::: TRECHO APRESENTADO

Exclusão - Quando a avaliação do tamanho da perfuração feita por dois examinadores apresentou diferença maior que 5%.
As audiometrias foram avaliadas apenas quanto às suas perdas condutivas, ou seja, o "gap" aéreo-ósseo que caracterizou o comprometimento timpânico da membrana ou da cadeia ossicular. As frequências utilizadas foram as de 500 Hz, 1.000 Hz, 2.000 Hz e 4.000 Hz.
Os dados obtidos com as perfurações das membranas timpânicas foram correlacionados com o "gap" aero-ósseo, em cada uma das frequências analisadas, através do teste de correlação de Pearson.
Participaram do estudo 187 orelhas que apresentavam otite média crônica simples. A idade dos pacientes analisados variou e quatro a 75 anos, sendo que 79 pacientes apresentaram acometimento da orelha direita e 108 da esquerda. A correlação entre o tamanho da perfuração e as frequências estudadas encontra-se na tabela 1.
500 Hz | 1.000 Hz | 2.000 Hz | 4.000 Hz | ||
---|---|---|---|---|---|
Correlação | 0,415 | 0,372 | 0,282 | 0,325 | |
de Pearson |
A correlação entre a porcentagem da perfuração da membrana timpânica e o "gap" aero-ósseo existente em cada uma das frequências analisadas está apresentada nas figuras 2 a 5.
A figura 2 ilustra a correlação entre a percentagem da perfuração da membrana timpânica e o "gap" aero-ósseo encontrado na frequência de 500 Hz.
A figura 3 ilustra a correlação entre a percentagem da perfuração da membrana timpânica e o "gap" aero-ósseo encontrado na frequência de 1.000 Hz.
Na figura 4 uma correlação entre a percentagem da perfuração da membrana timpânica e o "gap" aero-ósseo encontrado na frequência de 2.000 Hz.
Finalmente, na figura 5 a correlação entre a percentagem da perfuração da membrana timpânica e o "gap" aero-ósseo encontrado na frequência de 4.000 Hz.

::::::

## ENUNCIADO 1
Extraia do trecho sobre perfuração timpânica a parte que começa em "500 Hz | 1.000" e termina em "frequência de 500 Hz.".
## ENUNCIADO 2
Liste todas as frequências que, segundo o trecho sobre perfuração timpânica, foram utilizadas nas audiometrias.
Baseie-se somente no trecho sobre perfuração timpânica.

::: MATERIAL FORNECIDO

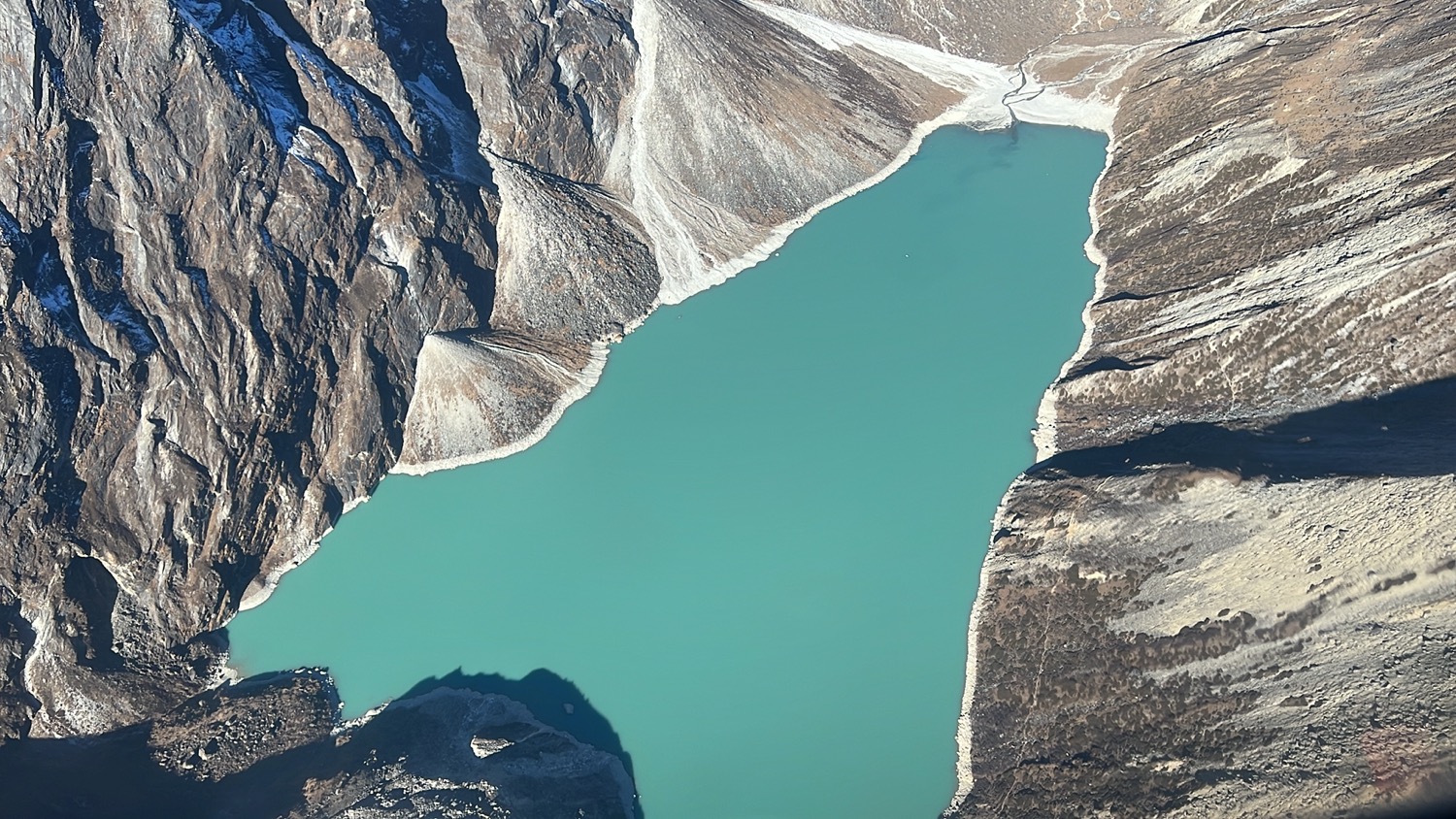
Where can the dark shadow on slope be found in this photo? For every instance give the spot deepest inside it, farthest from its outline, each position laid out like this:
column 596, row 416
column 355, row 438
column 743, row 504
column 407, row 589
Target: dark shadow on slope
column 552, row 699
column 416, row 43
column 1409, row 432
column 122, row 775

::::::
::: MATERIAL FORNECIDO

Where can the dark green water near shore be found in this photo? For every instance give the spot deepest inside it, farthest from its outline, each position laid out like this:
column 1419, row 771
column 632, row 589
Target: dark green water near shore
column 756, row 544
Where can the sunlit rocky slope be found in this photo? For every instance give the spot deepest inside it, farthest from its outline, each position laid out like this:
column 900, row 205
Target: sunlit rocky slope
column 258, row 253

::::::
::: MATERIAL FORNECIDO

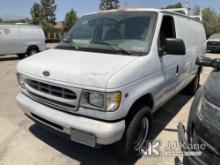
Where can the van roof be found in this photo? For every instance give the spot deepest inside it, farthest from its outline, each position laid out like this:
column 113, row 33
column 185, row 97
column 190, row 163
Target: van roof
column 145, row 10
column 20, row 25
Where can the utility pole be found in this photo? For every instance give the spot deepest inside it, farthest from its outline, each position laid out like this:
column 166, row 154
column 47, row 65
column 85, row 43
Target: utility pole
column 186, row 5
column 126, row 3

::::::

## RESPOSTA 1
500 Hz | 1.000 Hz | 2.000 Hz | 4.000 Hz | ||
---|---|---|---|---|---|
Correlação | 0,415 | 0,372 | 0,282 | 0,325 | |
de Pearson |
A correlação entre a porcentagem da perfuração da membrana timpânica e o "gap" aero-ósseo existente em cada uma das frequências analisadas está apresentada nas figuras 2 a 5.
A figura 2 ilustra a correlação entre a percentagem da perfuração da membrana timpânica e o "gap" aero-ósseo encontrado na frequência de 500 Hz.

## RESPOSTA 2
500 Hz, 1.000 Hz, 2.000 Hz e 4.000 Hz.